== Exercise prompt ==
Give again only what runs from the line with "Tag the orange" to the final line of the entries below, exactly as written and without pictures.

[Source records]
# # # #
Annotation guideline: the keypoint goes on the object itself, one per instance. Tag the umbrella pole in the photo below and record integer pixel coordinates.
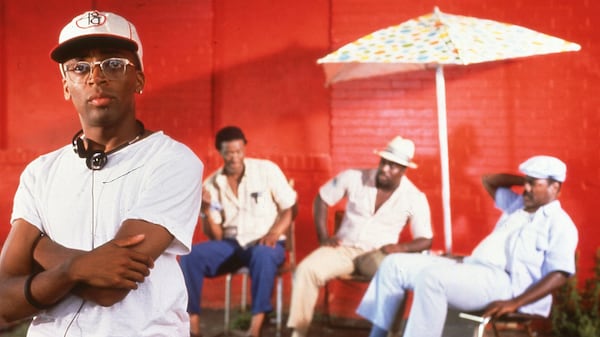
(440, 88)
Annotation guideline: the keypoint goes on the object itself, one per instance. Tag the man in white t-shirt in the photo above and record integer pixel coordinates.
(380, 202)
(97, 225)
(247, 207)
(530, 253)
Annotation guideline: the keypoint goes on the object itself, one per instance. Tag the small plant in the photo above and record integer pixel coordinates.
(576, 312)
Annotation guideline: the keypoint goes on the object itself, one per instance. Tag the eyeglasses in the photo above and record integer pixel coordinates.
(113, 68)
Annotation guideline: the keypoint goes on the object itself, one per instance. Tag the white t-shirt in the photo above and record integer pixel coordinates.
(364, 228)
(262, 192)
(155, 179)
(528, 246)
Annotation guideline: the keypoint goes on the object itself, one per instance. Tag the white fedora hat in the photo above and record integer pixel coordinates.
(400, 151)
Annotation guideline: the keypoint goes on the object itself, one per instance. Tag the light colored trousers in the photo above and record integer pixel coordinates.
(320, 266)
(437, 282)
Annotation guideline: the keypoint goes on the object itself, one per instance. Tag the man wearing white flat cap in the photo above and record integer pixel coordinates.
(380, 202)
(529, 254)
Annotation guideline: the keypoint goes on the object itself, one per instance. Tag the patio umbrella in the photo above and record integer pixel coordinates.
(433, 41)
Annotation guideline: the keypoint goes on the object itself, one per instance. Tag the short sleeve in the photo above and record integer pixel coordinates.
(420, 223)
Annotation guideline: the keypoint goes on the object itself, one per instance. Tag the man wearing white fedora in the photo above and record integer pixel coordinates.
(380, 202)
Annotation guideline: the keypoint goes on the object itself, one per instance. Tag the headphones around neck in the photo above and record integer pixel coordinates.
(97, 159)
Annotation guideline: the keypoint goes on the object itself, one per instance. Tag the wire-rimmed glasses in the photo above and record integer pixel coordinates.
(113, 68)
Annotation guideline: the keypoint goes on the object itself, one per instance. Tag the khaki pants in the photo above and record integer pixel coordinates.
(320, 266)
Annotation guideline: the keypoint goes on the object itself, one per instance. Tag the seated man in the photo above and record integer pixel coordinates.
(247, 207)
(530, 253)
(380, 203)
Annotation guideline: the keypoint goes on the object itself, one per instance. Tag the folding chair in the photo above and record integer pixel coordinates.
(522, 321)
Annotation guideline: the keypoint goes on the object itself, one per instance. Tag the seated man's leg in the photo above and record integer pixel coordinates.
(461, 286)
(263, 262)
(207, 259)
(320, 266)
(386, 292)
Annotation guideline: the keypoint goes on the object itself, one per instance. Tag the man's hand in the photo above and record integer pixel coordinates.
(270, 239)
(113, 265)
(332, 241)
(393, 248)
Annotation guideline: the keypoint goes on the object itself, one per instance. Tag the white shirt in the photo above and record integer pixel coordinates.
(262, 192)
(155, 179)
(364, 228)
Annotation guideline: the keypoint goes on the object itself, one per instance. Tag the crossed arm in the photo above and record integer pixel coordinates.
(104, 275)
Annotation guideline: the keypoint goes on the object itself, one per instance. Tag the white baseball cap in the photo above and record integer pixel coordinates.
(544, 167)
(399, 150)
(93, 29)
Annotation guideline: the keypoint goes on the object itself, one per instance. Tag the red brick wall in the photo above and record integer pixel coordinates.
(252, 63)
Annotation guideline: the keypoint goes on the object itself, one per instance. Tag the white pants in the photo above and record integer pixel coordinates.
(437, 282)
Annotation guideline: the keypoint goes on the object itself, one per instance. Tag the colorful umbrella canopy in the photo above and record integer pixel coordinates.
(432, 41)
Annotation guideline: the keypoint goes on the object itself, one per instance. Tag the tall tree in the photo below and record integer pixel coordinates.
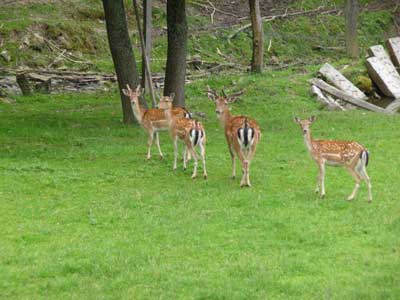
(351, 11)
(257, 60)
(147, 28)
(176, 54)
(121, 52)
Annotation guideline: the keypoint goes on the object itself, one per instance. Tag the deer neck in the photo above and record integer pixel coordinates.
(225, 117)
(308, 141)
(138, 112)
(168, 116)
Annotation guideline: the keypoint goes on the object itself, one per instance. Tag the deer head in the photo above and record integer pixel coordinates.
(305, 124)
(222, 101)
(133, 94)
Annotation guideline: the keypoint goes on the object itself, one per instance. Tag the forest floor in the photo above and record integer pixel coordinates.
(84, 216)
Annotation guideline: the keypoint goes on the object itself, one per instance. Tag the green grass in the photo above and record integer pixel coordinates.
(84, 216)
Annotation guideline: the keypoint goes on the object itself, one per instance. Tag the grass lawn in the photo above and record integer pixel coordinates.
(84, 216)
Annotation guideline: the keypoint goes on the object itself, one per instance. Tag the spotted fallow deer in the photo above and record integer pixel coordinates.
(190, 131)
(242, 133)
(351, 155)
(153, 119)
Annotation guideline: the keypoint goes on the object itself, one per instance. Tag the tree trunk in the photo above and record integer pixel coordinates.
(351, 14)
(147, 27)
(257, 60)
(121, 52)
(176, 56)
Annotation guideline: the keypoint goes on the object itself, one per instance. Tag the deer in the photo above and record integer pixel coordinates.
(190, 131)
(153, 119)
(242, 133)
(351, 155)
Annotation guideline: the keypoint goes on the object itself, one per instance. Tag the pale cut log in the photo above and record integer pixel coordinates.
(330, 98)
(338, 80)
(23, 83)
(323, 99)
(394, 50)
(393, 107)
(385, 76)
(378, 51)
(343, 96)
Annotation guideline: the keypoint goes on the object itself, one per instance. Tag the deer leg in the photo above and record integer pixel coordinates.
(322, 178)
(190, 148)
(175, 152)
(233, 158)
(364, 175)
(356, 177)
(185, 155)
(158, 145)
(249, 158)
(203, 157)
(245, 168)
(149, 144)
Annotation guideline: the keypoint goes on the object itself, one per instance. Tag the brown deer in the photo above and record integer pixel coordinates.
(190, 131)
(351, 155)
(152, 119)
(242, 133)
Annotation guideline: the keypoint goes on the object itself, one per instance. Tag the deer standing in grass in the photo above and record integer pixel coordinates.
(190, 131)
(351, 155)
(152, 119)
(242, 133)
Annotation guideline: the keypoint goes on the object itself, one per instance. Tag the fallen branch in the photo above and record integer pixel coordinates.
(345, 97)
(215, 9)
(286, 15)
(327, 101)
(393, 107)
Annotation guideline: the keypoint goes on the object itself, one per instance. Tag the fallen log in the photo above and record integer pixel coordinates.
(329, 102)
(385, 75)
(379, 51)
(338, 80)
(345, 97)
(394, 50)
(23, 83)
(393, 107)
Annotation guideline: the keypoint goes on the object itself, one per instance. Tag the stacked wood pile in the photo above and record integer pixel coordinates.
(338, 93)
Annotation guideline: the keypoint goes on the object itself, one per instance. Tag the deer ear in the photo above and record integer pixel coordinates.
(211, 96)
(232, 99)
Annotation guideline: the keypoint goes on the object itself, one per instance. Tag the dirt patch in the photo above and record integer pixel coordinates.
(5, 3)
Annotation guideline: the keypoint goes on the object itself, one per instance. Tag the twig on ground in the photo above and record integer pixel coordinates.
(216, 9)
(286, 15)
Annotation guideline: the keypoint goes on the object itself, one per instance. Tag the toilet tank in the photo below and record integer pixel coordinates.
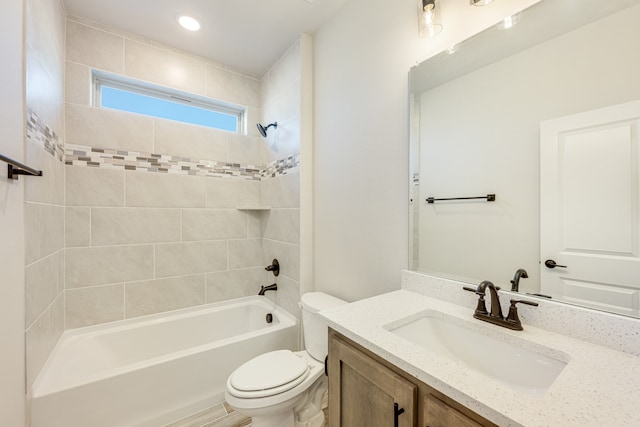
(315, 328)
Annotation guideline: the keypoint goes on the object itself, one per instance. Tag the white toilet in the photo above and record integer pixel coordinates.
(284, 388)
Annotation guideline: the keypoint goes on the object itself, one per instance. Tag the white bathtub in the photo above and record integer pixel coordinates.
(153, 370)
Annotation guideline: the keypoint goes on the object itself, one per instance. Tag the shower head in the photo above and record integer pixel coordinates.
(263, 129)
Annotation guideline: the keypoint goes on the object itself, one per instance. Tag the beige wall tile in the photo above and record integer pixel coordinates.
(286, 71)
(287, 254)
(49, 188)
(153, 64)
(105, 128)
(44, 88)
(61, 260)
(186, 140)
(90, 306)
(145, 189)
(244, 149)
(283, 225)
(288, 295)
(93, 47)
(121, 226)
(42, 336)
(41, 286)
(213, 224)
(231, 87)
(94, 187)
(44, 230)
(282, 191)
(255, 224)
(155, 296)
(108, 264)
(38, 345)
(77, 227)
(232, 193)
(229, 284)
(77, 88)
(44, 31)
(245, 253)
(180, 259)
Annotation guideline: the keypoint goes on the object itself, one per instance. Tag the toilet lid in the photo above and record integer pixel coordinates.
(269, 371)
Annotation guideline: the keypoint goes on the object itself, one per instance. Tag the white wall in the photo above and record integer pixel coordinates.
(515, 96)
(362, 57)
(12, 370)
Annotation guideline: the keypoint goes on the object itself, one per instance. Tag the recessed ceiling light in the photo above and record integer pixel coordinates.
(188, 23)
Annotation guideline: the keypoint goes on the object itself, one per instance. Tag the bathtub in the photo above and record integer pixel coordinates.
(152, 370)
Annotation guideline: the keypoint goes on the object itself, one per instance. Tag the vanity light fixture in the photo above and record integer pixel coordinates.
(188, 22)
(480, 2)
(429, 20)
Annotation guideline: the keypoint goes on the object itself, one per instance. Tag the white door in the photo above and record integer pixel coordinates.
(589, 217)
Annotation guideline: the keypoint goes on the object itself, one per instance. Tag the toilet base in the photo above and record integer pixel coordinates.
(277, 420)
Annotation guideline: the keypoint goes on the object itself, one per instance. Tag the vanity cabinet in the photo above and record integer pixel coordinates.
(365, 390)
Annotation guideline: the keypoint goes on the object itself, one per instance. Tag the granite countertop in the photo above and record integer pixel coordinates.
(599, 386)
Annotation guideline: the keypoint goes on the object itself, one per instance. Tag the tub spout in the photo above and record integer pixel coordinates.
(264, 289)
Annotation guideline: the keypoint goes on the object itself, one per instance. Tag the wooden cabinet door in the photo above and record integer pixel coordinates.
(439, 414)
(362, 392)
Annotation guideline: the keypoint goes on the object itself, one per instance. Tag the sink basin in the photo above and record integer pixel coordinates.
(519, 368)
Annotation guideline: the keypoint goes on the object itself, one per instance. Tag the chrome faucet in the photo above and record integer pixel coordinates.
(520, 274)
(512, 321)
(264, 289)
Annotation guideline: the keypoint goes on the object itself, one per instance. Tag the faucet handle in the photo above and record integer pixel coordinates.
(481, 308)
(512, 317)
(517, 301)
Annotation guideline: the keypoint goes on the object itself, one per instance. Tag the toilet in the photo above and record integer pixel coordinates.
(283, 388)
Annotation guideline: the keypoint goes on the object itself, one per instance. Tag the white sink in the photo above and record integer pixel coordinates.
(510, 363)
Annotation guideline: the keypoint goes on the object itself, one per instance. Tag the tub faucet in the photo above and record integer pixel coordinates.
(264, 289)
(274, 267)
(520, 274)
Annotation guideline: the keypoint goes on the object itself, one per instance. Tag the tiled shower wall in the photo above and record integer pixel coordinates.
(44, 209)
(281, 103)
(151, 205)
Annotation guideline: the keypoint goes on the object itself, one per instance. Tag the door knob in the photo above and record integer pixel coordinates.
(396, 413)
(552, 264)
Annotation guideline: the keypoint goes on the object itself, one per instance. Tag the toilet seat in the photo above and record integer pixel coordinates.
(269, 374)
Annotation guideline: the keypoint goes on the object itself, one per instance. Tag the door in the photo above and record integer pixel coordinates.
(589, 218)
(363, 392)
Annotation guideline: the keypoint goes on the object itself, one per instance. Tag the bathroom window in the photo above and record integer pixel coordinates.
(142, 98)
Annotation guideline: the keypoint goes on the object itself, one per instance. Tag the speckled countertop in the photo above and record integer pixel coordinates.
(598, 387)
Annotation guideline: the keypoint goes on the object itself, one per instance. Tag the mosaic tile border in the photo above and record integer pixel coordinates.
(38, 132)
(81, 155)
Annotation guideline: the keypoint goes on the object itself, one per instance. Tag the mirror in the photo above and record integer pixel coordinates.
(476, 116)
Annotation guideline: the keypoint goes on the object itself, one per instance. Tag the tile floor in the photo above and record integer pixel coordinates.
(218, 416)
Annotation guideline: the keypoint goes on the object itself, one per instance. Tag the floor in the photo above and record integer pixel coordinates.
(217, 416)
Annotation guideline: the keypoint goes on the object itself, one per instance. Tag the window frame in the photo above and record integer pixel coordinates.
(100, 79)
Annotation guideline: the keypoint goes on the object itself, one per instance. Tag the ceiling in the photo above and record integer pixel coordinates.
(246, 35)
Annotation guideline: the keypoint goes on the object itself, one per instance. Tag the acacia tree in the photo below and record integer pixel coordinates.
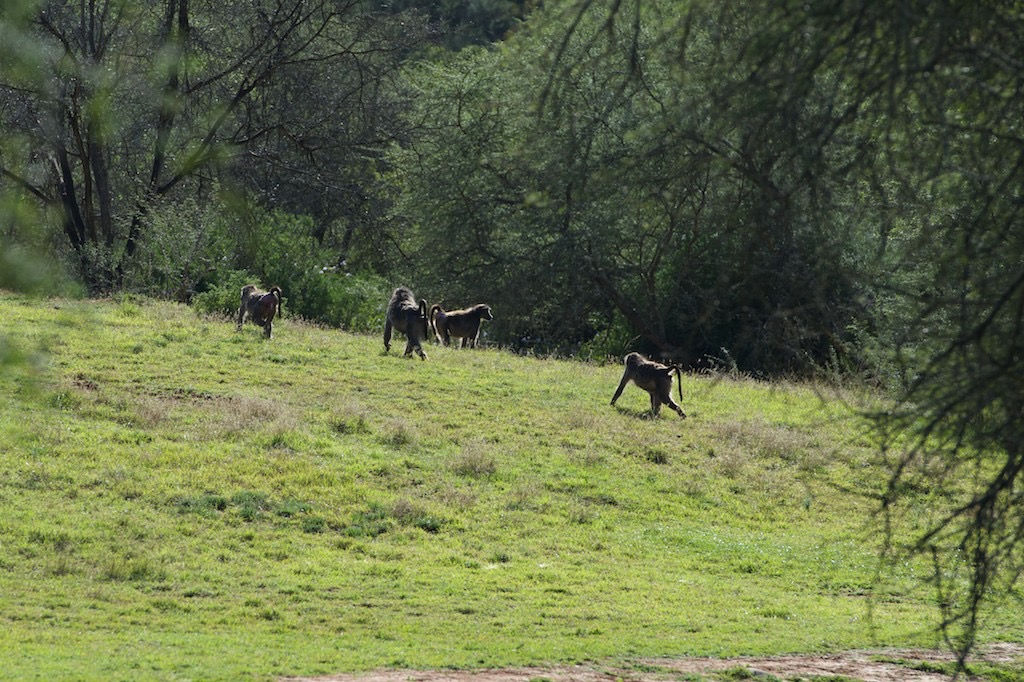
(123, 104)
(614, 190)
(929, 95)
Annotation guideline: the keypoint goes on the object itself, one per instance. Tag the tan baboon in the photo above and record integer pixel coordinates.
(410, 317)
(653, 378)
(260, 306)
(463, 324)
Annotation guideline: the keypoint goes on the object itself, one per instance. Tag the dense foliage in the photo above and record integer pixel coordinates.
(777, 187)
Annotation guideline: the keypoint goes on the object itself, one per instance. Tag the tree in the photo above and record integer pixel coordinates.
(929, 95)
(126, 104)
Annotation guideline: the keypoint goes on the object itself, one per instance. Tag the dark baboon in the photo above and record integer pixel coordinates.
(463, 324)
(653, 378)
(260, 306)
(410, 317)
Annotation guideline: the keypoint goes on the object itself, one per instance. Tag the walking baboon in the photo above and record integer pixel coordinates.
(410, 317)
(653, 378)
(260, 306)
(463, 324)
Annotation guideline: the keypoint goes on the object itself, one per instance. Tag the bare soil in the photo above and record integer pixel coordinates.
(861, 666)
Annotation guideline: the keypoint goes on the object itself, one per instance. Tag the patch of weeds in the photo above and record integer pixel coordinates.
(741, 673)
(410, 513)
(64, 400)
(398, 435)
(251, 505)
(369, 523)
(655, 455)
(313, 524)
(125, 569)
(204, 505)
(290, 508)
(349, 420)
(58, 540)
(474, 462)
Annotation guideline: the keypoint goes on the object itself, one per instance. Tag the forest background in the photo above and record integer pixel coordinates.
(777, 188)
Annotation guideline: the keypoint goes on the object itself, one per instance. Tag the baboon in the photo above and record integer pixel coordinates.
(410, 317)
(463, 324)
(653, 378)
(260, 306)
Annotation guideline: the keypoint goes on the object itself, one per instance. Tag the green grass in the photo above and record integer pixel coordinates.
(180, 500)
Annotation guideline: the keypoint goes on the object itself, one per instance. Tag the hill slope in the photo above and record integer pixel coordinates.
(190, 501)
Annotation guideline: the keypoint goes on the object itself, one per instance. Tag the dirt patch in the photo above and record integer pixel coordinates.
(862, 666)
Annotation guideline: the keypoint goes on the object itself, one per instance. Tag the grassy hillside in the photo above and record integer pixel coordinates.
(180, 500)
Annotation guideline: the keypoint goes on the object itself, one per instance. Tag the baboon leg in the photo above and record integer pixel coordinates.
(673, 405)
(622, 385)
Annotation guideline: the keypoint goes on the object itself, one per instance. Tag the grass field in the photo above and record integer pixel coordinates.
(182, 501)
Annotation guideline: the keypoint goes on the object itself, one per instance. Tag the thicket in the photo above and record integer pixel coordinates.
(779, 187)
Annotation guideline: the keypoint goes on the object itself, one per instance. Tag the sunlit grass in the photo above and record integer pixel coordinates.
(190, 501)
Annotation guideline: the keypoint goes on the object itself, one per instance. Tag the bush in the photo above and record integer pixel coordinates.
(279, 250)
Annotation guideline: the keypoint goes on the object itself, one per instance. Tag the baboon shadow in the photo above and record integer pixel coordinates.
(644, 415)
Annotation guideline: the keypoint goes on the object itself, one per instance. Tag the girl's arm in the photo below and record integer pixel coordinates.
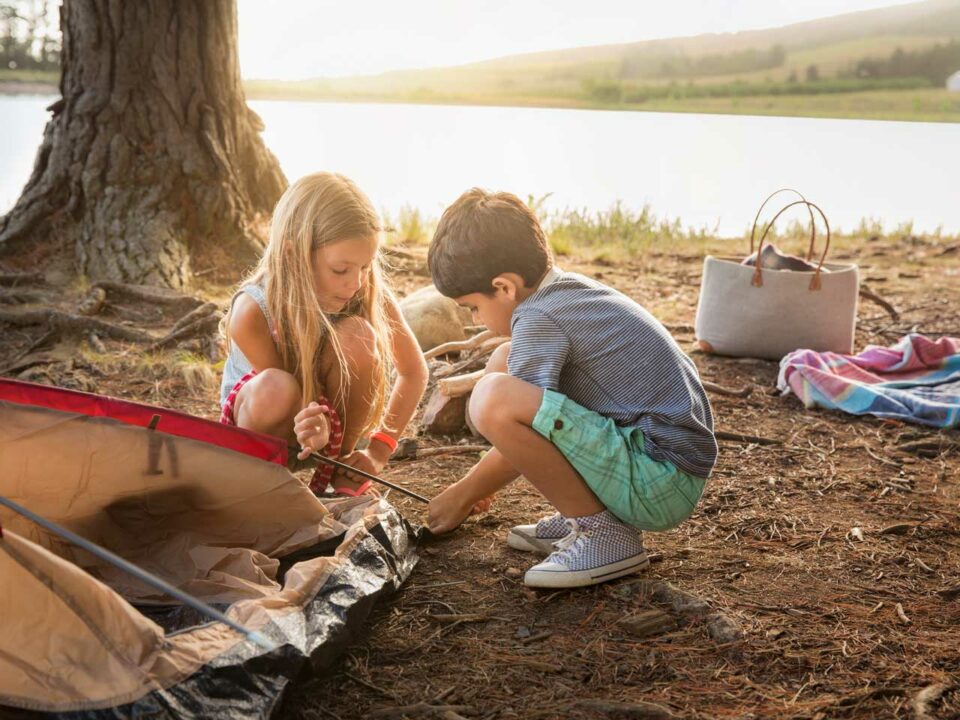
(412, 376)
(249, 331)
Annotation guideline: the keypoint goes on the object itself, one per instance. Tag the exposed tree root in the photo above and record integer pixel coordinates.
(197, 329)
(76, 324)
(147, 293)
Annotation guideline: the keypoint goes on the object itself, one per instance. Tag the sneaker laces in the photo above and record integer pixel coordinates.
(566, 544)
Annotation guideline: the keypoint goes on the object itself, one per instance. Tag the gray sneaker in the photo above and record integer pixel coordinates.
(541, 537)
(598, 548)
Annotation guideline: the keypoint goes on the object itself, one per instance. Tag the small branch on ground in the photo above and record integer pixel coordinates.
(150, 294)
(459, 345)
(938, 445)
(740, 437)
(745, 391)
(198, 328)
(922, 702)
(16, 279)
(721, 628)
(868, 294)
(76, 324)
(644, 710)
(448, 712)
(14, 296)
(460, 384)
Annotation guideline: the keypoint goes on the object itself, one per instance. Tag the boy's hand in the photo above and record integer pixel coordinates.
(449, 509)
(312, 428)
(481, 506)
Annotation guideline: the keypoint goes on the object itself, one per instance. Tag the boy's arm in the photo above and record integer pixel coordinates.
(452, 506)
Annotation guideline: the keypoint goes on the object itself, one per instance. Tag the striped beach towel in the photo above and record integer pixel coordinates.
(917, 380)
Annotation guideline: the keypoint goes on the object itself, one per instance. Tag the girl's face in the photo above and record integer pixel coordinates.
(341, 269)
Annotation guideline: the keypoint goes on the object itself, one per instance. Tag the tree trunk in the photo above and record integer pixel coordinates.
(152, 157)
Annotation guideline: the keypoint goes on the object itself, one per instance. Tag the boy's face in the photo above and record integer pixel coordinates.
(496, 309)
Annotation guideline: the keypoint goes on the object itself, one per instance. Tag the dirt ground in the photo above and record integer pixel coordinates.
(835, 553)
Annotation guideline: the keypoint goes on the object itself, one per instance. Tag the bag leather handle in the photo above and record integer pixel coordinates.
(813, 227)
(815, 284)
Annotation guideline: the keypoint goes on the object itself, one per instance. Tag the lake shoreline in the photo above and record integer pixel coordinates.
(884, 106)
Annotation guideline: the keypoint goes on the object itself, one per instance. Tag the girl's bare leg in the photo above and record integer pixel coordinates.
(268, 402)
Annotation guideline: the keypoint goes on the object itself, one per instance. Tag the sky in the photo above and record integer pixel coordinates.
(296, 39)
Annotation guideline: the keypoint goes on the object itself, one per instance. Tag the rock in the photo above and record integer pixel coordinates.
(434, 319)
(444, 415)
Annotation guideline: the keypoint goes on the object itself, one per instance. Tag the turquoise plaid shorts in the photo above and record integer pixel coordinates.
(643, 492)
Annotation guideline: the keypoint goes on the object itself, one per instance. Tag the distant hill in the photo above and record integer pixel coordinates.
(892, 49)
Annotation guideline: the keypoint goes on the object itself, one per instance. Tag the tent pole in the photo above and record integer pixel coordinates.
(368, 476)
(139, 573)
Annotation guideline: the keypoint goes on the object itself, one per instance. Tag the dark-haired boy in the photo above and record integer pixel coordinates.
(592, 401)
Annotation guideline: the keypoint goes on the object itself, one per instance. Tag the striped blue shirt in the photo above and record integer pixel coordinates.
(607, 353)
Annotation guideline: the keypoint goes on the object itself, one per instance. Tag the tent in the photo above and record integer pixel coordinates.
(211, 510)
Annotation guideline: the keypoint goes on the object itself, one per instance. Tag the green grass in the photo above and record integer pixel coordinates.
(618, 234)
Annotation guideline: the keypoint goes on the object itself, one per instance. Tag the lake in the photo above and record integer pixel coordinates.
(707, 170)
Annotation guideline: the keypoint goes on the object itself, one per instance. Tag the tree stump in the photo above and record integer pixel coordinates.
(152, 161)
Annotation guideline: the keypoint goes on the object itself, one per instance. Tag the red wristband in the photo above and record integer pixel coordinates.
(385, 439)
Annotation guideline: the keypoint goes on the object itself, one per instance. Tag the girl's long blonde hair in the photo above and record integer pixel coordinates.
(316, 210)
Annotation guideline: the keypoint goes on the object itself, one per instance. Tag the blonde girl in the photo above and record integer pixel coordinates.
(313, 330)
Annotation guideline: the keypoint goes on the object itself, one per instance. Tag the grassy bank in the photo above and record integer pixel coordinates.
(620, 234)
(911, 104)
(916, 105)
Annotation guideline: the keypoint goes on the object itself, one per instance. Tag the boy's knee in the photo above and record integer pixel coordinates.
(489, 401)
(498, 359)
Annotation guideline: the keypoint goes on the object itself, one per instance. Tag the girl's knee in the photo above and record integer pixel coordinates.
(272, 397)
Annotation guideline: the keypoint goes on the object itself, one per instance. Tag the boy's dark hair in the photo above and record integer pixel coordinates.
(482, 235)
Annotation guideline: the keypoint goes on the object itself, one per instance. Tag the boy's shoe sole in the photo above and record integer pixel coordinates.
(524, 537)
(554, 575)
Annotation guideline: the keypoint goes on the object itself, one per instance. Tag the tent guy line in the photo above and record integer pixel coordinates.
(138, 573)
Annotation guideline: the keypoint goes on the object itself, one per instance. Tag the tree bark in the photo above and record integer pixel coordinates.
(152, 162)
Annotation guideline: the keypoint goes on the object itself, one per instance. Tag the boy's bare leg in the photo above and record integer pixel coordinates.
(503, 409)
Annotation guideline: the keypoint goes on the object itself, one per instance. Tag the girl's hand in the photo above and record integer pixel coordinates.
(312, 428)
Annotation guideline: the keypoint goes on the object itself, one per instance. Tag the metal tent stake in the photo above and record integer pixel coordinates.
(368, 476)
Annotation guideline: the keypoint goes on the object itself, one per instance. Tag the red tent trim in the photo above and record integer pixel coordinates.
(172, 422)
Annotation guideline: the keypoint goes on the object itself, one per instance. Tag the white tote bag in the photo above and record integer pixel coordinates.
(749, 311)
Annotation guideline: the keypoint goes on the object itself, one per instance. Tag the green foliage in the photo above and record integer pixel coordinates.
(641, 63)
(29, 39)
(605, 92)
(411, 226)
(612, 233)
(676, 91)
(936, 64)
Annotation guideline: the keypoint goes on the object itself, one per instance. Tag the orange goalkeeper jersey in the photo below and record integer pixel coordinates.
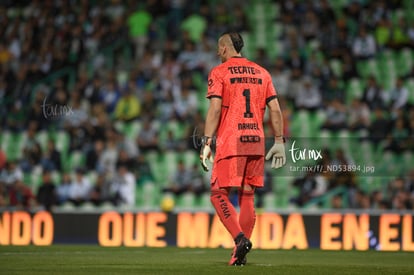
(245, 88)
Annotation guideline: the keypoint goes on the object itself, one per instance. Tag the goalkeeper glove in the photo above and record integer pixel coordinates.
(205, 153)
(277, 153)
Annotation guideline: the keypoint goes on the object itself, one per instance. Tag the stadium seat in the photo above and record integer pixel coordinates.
# # # #
== Written solution ==
Annotation guideline: the keypoint goes on the object itself, one per instance. Tag the orange goalkeeper jersey in the photo below and record integer pixel coordinates.
(245, 88)
Annotation guideline: the keypoint goes on the object itself, one per instance. Tag the goalkeeper glove in the photo above and record integer pixel coordinates.
(205, 153)
(277, 153)
Annotation guideline: the keypoint goes on the object itself, one per instance. Tag the stadium seat in the photo above and record integer pixel coordinates.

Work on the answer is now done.